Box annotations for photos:

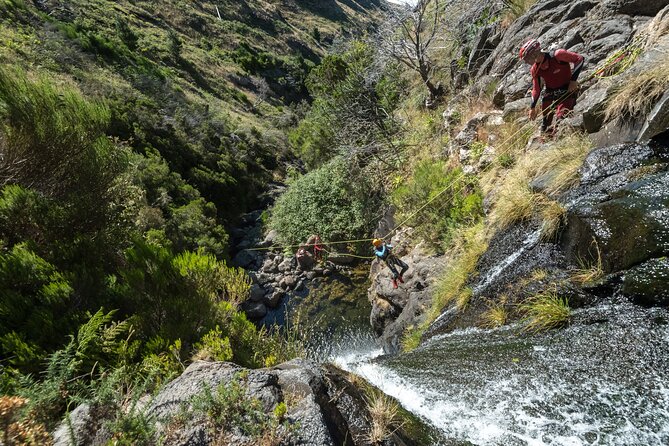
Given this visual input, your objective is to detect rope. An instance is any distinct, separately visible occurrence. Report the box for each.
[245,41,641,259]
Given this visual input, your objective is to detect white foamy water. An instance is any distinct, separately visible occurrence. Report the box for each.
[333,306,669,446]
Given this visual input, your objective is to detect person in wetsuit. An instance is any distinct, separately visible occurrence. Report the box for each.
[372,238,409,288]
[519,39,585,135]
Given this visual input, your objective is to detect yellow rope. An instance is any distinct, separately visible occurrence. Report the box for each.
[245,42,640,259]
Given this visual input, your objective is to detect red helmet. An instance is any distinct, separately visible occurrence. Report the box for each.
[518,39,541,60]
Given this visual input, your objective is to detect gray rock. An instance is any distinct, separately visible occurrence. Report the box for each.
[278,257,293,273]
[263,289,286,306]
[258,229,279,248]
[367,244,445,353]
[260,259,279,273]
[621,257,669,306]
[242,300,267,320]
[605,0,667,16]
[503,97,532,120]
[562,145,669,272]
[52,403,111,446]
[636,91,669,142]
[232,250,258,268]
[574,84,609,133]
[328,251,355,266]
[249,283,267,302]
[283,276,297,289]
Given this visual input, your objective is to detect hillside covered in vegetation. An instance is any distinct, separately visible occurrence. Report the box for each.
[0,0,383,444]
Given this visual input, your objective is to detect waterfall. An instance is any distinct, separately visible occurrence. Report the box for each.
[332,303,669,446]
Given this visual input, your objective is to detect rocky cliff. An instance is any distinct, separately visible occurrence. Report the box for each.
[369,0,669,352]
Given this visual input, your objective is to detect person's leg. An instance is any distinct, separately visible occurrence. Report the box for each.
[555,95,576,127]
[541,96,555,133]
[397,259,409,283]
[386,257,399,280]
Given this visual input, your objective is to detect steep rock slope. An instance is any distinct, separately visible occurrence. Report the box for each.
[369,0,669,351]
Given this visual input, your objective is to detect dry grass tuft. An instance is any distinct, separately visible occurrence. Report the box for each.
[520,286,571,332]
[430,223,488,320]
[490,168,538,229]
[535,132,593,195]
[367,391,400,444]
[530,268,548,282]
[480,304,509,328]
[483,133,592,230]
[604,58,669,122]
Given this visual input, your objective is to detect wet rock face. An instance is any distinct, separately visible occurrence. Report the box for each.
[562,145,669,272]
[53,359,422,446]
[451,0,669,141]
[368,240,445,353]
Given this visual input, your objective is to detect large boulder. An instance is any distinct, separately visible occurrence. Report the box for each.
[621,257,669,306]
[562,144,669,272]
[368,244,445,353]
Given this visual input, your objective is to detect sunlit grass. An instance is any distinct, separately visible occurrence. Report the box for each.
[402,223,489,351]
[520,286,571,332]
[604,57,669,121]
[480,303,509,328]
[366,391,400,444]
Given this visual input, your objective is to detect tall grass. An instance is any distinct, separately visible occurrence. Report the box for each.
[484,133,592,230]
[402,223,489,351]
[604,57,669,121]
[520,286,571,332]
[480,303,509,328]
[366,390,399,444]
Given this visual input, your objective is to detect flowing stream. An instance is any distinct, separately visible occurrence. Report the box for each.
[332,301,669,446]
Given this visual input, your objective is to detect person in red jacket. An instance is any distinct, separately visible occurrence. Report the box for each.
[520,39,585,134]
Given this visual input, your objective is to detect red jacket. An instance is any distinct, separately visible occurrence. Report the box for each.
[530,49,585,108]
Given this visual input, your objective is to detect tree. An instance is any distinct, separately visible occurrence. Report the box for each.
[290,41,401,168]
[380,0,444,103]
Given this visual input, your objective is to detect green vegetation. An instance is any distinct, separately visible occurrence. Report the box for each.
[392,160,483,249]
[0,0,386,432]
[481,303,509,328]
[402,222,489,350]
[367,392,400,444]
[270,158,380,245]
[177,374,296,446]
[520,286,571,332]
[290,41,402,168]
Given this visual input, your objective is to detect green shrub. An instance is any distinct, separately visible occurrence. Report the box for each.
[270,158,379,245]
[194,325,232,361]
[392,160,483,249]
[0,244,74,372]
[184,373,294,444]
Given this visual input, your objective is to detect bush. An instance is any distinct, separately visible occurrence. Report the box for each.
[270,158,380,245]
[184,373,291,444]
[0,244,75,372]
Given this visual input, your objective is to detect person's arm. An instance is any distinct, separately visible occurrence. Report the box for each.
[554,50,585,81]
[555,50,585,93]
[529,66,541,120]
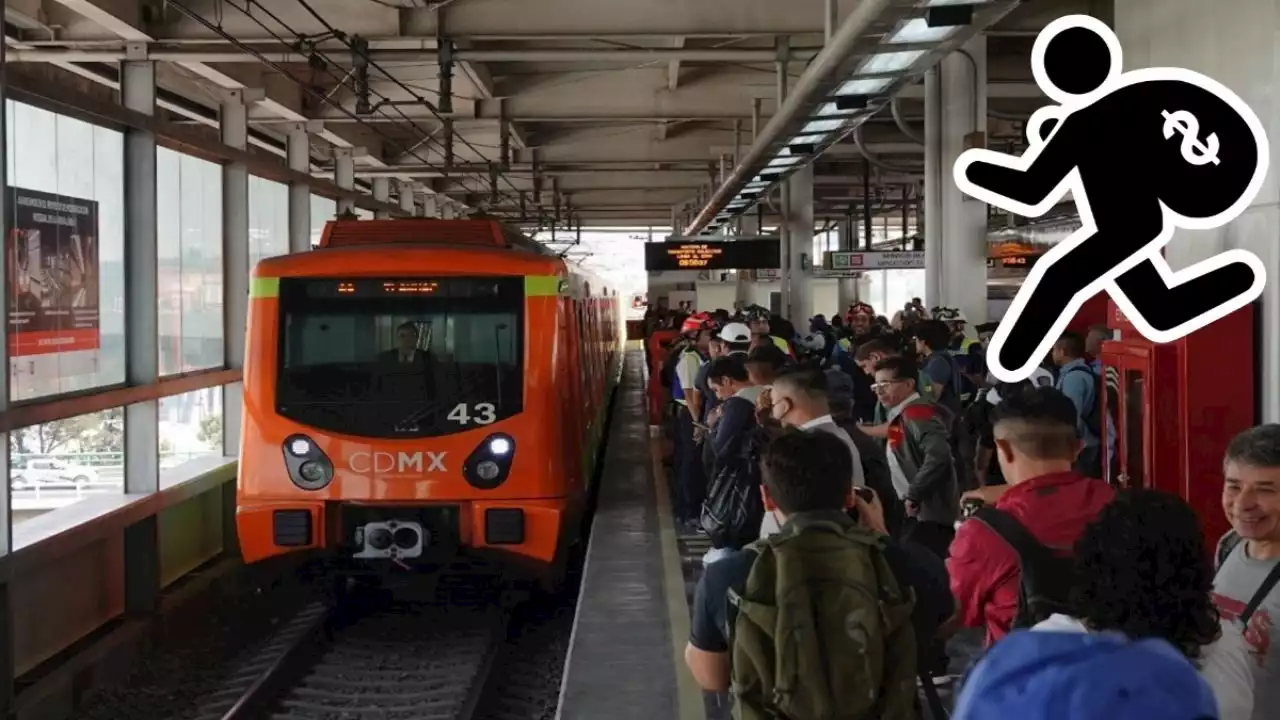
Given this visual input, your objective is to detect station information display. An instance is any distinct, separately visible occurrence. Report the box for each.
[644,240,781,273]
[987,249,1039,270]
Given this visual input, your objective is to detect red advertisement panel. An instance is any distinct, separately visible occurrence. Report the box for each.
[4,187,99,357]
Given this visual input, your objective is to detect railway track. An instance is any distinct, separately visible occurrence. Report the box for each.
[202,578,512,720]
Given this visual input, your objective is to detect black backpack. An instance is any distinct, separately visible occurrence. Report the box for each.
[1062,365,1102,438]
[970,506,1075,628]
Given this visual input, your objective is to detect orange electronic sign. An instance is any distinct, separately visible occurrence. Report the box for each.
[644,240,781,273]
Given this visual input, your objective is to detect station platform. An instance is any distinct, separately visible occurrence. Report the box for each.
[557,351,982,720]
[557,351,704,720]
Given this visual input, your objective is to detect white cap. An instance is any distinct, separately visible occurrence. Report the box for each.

● **REQUEST**: Could you duplicate all of the lines above exactly, leaving out the pictures?

● **EXPECTED ANSWER**:
Given this visual input, your objective is to detect rope. An instance is any distinct, separately visible occurrence. Report the box for each.
[245,41,641,259]
Given this visual input, your objective is to detect white foamy water. An instance is any distinct, separately visible occurrence. Report the box for each.
[333,306,669,446]
Given this visual input, your objective is to detect person in wetsuit. An instance is any distinct, separately visible occurrence. Report the box for each.
[372,238,409,288]
[519,39,585,135]
Given this visual input, your objective is to detect yellow rope. An instance is any distinct, separately visible occurrence. Report the box for each.
[245,42,640,259]
Given this visual input, your objective is to detect red helmet. An instance is any distinct, separately visible occurrence. Report the box for each.
[518,39,541,60]
Given this visual input, your objective is to detect gray rock. An instance is any distinct, separately visible occurrence. Report the box for each.
[278,257,293,273]
[263,289,286,306]
[258,229,279,248]
[367,244,445,353]
[260,259,279,273]
[621,257,669,306]
[242,300,267,320]
[605,0,667,16]
[503,97,532,120]
[562,145,669,272]
[52,403,111,446]
[636,91,669,142]
[232,250,258,268]
[574,84,609,133]
[328,251,355,266]
[249,283,267,302]
[283,276,297,289]
Given this visual input, your objective is to detect hillside covered in vegetation. An instance is any distinct, separately visible occurrence. Report the box for each.
[0,0,383,444]
Given this visual input, your objective is to detect waterfall. An instance is any distinct, separately visible occurrence. Report the box for each.
[332,303,669,446]
Given this visual input, your objective is to detect rocky cliff. An instance is any distinct, separately visible occurrence. Report the box for each.
[369,0,669,352]
Given this visual input, your objective is to detect person's leg. An instance is any distinct, separately visible occurrence. Report the box for each.
[555,95,576,127]
[541,96,555,133]
[397,259,409,283]
[386,257,399,280]
Given this visual input, your objective is to detect steep rock slope. An instance is any distinct, separately visible occurrence. Report the box for each.
[369,0,669,351]
Given this visual input, your objective is to detect dry grass tuft. An instance is any distinct, separately visible occurrence. Report the box for each.
[520,286,571,332]
[430,223,488,320]
[490,168,538,229]
[535,132,593,195]
[367,391,400,444]
[530,268,548,282]
[480,304,509,328]
[483,133,592,230]
[604,58,669,122]
Given this visual input, your objective is to detect wet rock face. An instance is any distinct, separately visible occurrence. Report the box for each.
[562,145,669,272]
[53,359,422,446]
[451,0,669,141]
[368,240,445,353]
Given this visual input, your objective is to detect large boulder. An instance is any distinct, separately visible occurrence. Report the box for each.
[621,257,669,306]
[562,144,669,272]
[368,244,445,353]
Given this visual input, your objective is to detect sunlit grass. An instance is any distinct, separately visible occurrence. Report the box for each.
[402,223,489,351]
[520,286,571,332]
[604,57,669,121]
[480,303,509,328]
[366,391,400,444]
Given this visual input, your objective is to detect tall grass. An instance is any distinct, separately visible occurrence. Report the box for each.
[484,133,592,230]
[402,223,489,351]
[604,57,669,121]
[520,286,571,332]
[480,303,509,328]
[366,390,399,444]
Given this visual input, your objective is to detect flowing stream. An instance is any distinct, separately visible occurrence. Report the box for each.
[332,301,669,446]
Given this visual input, your objective is to detect person in red jacket. An instance is any distinct, separately visible occurrence. Report the box for each.
[520,39,585,134]
Given this visual input, your objective is to detect red jacket. An instance is any distinct, separately visible occurrence. Report the box for each.
[530,49,585,108]
Given this visual input, your objective is to detect tree. An instance is any distinct, separately visible occurrence. Report the box for each.
[290,41,401,168]
[380,0,444,103]
Given this visual input, your objective is to detect green vegetation. An instance is any distinct, separately visible occurrence. Report the box for each.
[392,160,483,249]
[0,0,386,432]
[481,303,509,328]
[402,222,489,350]
[367,392,400,444]
[270,158,380,245]
[177,374,296,446]
[520,286,571,332]
[290,41,402,168]
Given this visual input, your objective is to detect green shrub. An instance is any distinct, separately visible occurrence. Report the box for each.
[270,158,379,245]
[194,325,232,361]
[392,160,483,249]
[0,244,74,372]
[184,373,294,444]
Given this visual input, your objective is to detect bush. An instance is any distinct, separately visible occurrence. Report the box for each.
[270,158,380,245]
[184,373,291,444]
[0,244,75,372]
Given this visual input, your objective is to detect person's arm. An instance is any distinct, separately visible occurrence. Report the box for each.
[554,50,585,81]
[555,50,585,93]
[529,66,541,120]
Given this visual input, your objective is to detect station information display. An instance is any distinct, separately visible occurrence. Report the box for each.
[644,240,781,273]
[987,249,1039,270]
Given this visual input, your objective is to detect red advertisement panel. An instance is any distinct, separately visible occurrence. Report the box for each.
[4,187,99,357]
Given this visual input, your objective is to detect railway track. An instance is any distinct, separately visible occurrence. Report the box for each.
[202,578,512,720]
Given this visual input, your objective is to detect black backpack. An instance is any distinct, separately visible occurrence. Report the box for each.
[1062,365,1102,438]
[970,506,1075,628]
Given this visual input, your objective is to detect orange electronic sign. An instance is any distinct, separately visible occurrence. Report the box for each.
[644,240,781,273]
Given this visual input, your objective is to detect station platform. An instance is any distinct, separately visible occurrence. Report the box for each.
[557,351,982,720]
[557,351,704,720]
Given this visual input, your objective is to detect white cap. An instance is any distinct, separately visible occurrence. Report the box for each.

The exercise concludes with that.